• _What to do_
Collect each line of the entries below that contains the string "sneaker", and copy those lines unchanged. Case counts.

• _Exercise inputs_
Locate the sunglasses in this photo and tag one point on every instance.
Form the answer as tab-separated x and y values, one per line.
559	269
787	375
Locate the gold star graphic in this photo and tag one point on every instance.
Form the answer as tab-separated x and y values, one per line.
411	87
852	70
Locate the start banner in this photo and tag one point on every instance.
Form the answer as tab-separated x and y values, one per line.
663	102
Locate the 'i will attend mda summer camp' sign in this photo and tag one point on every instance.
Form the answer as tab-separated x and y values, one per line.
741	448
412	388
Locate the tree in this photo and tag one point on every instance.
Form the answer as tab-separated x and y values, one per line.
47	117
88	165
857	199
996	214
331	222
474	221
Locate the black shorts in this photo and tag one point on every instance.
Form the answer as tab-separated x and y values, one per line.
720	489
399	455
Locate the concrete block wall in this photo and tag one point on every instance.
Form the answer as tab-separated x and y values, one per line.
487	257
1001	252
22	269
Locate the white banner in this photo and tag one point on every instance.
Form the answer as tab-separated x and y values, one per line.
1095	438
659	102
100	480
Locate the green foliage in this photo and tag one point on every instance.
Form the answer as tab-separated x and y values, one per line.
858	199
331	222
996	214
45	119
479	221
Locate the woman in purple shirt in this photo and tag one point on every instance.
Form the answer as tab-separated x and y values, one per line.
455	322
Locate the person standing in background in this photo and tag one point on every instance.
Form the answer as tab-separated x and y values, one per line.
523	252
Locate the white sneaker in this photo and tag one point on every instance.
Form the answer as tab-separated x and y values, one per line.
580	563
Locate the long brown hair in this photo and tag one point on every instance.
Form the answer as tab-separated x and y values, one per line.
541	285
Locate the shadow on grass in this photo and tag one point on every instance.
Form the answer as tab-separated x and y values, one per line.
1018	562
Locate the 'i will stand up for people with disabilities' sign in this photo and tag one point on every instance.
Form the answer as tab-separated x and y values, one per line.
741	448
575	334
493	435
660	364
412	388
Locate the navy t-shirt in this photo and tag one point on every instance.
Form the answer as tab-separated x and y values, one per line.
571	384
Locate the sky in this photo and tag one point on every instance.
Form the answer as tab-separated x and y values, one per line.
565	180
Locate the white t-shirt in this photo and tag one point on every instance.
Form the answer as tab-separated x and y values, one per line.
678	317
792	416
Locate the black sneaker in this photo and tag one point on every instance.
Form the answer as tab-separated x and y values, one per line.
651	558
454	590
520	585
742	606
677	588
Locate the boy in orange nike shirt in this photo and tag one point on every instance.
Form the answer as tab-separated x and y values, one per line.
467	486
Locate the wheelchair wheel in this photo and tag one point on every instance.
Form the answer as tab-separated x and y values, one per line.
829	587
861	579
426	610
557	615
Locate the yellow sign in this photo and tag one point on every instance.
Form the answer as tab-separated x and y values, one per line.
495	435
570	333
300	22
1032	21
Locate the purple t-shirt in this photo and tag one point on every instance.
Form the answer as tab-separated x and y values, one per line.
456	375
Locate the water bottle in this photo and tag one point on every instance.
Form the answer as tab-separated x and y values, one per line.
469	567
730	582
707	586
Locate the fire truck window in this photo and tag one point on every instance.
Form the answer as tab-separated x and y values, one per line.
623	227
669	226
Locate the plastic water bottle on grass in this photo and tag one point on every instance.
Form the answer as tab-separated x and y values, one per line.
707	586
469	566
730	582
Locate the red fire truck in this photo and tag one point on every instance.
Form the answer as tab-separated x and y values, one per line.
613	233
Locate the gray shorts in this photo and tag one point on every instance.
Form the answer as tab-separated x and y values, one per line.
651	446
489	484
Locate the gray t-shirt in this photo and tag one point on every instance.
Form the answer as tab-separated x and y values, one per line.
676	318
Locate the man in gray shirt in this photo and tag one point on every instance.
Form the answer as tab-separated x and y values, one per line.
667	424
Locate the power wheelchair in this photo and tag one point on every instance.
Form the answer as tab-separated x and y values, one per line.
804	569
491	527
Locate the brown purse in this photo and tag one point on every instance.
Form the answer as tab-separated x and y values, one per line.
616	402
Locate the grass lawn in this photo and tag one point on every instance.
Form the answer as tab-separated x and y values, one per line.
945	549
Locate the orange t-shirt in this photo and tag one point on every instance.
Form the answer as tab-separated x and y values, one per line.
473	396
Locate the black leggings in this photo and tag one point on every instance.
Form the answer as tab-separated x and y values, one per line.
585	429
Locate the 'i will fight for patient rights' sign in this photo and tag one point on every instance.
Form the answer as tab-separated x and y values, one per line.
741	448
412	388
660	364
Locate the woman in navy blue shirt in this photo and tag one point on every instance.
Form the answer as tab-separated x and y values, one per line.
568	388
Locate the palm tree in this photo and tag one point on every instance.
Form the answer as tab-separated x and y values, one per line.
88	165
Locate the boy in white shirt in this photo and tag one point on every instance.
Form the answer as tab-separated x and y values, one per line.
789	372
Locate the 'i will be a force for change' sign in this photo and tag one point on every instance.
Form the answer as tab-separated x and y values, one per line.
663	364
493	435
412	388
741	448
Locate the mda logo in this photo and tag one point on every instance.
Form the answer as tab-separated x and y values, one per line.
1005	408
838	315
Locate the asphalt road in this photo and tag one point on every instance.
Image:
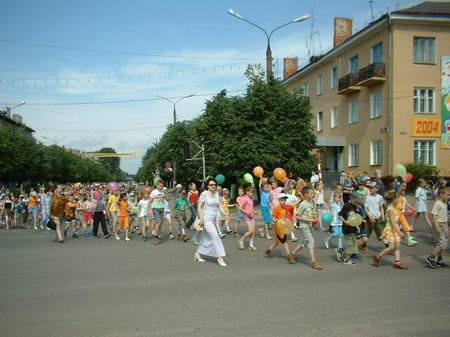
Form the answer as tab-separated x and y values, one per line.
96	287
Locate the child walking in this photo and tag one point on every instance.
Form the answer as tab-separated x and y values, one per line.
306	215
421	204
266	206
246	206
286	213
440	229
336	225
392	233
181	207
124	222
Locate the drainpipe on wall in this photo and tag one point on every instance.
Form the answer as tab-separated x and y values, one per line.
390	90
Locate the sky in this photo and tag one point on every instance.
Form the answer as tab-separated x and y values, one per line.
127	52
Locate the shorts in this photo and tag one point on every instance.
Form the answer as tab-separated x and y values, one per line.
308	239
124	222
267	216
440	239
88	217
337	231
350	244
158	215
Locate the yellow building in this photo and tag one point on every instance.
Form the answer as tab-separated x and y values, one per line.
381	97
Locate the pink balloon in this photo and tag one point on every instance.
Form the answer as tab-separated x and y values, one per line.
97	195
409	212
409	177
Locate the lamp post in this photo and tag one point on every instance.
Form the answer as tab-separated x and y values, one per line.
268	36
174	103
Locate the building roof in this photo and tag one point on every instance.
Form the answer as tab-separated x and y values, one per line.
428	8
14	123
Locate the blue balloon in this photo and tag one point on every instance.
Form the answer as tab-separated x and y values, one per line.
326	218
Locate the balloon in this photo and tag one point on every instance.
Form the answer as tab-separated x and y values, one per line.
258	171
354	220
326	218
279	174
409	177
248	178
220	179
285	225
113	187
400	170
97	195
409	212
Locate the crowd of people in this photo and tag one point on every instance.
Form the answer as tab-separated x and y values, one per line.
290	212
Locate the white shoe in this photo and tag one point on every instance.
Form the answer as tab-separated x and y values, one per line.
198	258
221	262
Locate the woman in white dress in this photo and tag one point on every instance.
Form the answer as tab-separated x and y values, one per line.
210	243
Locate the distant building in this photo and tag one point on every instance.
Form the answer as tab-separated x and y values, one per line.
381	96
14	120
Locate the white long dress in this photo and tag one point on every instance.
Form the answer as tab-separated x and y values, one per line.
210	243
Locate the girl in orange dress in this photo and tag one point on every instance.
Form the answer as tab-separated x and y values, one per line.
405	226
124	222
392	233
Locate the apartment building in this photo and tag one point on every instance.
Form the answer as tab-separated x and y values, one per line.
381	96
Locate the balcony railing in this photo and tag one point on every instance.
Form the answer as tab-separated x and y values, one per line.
==
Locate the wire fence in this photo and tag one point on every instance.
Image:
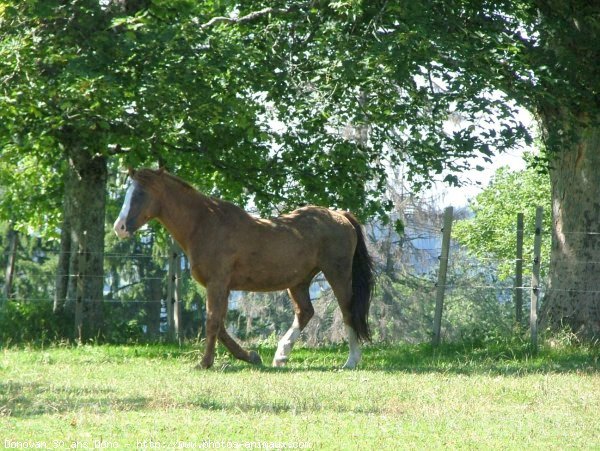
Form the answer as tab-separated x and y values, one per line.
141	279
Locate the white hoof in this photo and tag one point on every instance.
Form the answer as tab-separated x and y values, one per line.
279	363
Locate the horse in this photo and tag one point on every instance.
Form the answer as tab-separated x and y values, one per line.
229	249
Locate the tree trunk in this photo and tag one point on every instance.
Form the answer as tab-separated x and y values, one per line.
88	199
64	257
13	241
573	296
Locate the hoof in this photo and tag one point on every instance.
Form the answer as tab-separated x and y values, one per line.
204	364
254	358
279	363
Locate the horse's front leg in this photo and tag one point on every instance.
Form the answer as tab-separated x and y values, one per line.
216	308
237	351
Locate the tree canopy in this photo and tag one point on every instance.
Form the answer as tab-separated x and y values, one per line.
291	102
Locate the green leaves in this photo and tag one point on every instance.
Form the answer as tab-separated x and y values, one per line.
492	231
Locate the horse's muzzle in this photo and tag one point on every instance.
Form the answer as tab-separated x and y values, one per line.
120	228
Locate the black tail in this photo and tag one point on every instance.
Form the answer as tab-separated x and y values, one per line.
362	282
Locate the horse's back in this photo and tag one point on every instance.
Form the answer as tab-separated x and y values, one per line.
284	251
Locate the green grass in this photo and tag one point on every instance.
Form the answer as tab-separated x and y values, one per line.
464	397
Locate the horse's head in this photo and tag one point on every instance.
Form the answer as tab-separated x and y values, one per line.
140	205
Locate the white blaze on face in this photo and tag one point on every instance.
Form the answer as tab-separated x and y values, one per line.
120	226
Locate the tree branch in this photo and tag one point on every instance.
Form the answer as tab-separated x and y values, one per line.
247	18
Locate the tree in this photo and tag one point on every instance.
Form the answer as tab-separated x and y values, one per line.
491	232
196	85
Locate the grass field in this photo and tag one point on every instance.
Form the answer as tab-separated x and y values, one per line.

• _Finished exercise_
Locate the white sneaker in this photo and tag one point on every instance.
Locate the black sneaker in this photo and tag one point on every instance.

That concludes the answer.